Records
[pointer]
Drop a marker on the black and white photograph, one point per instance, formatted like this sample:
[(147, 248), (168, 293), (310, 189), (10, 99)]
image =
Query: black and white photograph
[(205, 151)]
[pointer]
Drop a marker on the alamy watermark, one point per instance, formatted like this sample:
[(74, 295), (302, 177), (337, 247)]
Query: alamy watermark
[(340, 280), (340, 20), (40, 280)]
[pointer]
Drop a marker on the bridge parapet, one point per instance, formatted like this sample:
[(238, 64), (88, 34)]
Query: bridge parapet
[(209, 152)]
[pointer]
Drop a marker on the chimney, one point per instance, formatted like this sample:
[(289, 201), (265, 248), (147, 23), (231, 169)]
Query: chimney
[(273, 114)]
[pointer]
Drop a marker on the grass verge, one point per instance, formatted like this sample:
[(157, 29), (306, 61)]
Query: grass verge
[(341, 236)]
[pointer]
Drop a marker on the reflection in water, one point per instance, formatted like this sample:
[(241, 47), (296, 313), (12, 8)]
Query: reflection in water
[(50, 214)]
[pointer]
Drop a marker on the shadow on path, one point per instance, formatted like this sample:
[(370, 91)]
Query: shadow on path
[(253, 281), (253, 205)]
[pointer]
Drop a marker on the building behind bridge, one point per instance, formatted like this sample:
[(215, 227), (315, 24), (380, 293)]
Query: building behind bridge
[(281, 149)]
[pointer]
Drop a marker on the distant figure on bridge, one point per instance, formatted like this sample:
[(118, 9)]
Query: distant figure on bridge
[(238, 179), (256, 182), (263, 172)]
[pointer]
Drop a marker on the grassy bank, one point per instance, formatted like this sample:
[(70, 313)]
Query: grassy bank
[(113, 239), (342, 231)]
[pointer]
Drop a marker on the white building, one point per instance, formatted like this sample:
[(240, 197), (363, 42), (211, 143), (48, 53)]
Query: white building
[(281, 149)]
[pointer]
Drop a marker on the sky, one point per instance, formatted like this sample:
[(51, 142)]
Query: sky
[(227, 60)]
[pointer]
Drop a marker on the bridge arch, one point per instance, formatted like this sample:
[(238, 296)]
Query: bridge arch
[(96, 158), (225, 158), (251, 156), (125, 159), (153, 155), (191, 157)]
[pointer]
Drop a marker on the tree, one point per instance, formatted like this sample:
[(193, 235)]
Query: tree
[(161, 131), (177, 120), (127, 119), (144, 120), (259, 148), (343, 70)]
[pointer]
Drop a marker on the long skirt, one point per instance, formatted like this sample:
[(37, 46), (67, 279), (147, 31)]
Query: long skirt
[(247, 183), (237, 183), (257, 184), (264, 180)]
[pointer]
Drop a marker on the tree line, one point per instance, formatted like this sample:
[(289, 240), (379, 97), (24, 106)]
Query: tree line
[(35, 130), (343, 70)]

(What is being asked) Reproduce the listing word for word, starting at its first line and ending at the line containing "[(340, 280), (340, 20), (40, 280)]".

(Expected answer)
[pointer]
Drop a marker on the black and white photograph, one point per instance, formatted like this sample:
[(147, 248), (168, 293), (310, 189), (10, 99)]
image =
Query: black and white photograph
[(205, 151)]
[pointer]
Drop a marker on the alamy watermark, one point per instance, formatted like this sample:
[(74, 295), (302, 177), (337, 247)]
Query: alamy watermark
[(340, 280), (340, 20), (40, 280)]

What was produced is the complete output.